▶ [Work to complete]:
Reproduce the material below with every occurrence of "keypoint" replaced by "marker" and all other wording left unchanged.

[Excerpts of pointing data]
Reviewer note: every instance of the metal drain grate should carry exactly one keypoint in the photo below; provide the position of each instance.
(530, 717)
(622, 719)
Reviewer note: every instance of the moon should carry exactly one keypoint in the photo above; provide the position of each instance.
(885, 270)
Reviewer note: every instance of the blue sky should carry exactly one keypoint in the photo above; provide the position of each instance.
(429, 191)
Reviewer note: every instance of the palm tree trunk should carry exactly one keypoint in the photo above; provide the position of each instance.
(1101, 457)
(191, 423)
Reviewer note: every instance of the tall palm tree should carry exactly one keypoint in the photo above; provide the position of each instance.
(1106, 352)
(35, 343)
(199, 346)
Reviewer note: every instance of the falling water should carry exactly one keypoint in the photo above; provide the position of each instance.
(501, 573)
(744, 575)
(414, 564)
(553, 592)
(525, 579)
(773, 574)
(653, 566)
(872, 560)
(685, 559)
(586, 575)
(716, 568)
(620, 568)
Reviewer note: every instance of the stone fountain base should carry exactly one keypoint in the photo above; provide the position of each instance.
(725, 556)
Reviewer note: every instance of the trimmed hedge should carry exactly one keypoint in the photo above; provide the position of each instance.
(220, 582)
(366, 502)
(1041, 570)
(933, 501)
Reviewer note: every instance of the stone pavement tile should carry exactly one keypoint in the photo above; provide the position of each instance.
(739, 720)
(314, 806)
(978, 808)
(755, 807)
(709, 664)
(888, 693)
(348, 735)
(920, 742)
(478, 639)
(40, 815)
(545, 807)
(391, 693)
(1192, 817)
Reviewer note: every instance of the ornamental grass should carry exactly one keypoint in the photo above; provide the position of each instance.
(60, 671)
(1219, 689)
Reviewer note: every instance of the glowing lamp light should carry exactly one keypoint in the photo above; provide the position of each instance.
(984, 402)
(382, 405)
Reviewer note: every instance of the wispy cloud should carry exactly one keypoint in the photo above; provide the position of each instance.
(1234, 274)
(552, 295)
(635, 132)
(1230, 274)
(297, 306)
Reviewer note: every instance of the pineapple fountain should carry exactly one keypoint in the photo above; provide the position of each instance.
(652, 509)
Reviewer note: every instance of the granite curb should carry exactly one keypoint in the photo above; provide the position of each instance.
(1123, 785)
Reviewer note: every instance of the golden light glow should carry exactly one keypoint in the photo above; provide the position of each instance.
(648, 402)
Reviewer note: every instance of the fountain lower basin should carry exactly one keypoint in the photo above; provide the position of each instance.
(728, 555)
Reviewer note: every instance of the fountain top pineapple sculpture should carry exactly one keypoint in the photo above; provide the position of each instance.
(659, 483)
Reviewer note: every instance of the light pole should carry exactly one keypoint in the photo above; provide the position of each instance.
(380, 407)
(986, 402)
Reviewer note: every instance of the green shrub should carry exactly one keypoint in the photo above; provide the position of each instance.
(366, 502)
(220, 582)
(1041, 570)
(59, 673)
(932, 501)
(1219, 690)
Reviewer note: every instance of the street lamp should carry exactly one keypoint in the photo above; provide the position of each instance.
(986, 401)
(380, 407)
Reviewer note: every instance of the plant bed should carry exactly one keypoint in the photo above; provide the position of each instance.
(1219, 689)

▶ [Solution for this exercise]:
Reviewer note: every instance of the metal drain grate should carry exactly one marker in the photo below; provide the position of each instance.
(530, 717)
(622, 719)
Reviewer note: every instance of the moon should carry exactly one marker in the photo above; provide the position of each instance.
(885, 270)
Reviewer note: every instance of the blue sky should carry exactly one marker in the photo above; provide the position of each instance.
(429, 191)
Reviewer note: every instance of the palm tree trunk should carry exactly one marker in the photo above; provide the position of each instance.
(1101, 457)
(191, 423)
Reviewer note: every instance of the tall palm tree should carry exactly one marker in the photo above; provide the position of each instance.
(1106, 352)
(35, 343)
(199, 346)
Reviewer note: every instance of the falling water should carry exactly one marker in the photo above; provide the position of each instance.
(501, 573)
(744, 575)
(414, 564)
(553, 592)
(525, 579)
(773, 574)
(653, 566)
(872, 560)
(685, 559)
(586, 575)
(716, 568)
(620, 568)
Reviewer note: every instance of the stone fountain base should carry exactly one marker in the photo above; provide the position of each instance.
(725, 556)
Reviewer note: every instance of the trimmed hedge should carry exactly one marker in the photo above; provide the position of each instance.
(220, 582)
(366, 502)
(1041, 570)
(933, 501)
Reviewer note: every instance of the stone pavement tile should carry exactly one marker in the photo above; provide the position of each instance.
(739, 720)
(314, 806)
(978, 808)
(755, 807)
(709, 664)
(888, 693)
(348, 735)
(920, 742)
(478, 639)
(40, 815)
(545, 807)
(391, 693)
(1192, 817)
Reviewer note: every instance of the ornamental grass should carry exactly one marker in the photo above; provide the position of each instance.
(60, 671)
(1219, 689)
Reviewer note: every instance of the glowing lamp light should carry exactly one marker in the photo above; provide the position of each instance.
(984, 402)
(382, 405)
Reviewer note: every instance of the wispy cloud should carry exactly one marker in the photo above; provide the position of each instance.
(1234, 274)
(552, 295)
(635, 132)
(1230, 274)
(297, 306)
Reviewer note: every instance of the pineapple fountain should carry exactly one marker in the photo above; provide the position of each instance.
(652, 509)
Reviewer note: every instance of the granite curb should carry exactly one marker in the photo above; provide the position of each instance.
(1123, 785)
Reviewer note: every instance of the golden light glow should carry exactly one marker in the photo above; provide the position of each instance.
(648, 402)
Reviewer note: every instance of the fountain lower basin should carry exactly one marker in the photo above; provide the position of each instance.
(728, 555)
Reviewer note: every instance of the fountain top pineapple sculpture should carry exactly one marker in the photo above; provide the position of each instance.
(659, 483)
Reviewer note: every instance of the light pole should carry exactly one marker in the photo above; provide the position of each instance.
(380, 407)
(986, 402)
Reviewer note: every instance of the green shrub should carry exactly one marker in the photo above; provide the position of each instance.
(366, 502)
(220, 582)
(1041, 570)
(59, 673)
(932, 501)
(1219, 690)
Reviewer note: every instance of the street lamp should carry exactly one marker in the photo above; provide the position of each instance.
(986, 401)
(380, 407)
Reviewer note: every instance of the plant bed should carry exactly one marker in the photo above; provide the position of each instance.
(1219, 689)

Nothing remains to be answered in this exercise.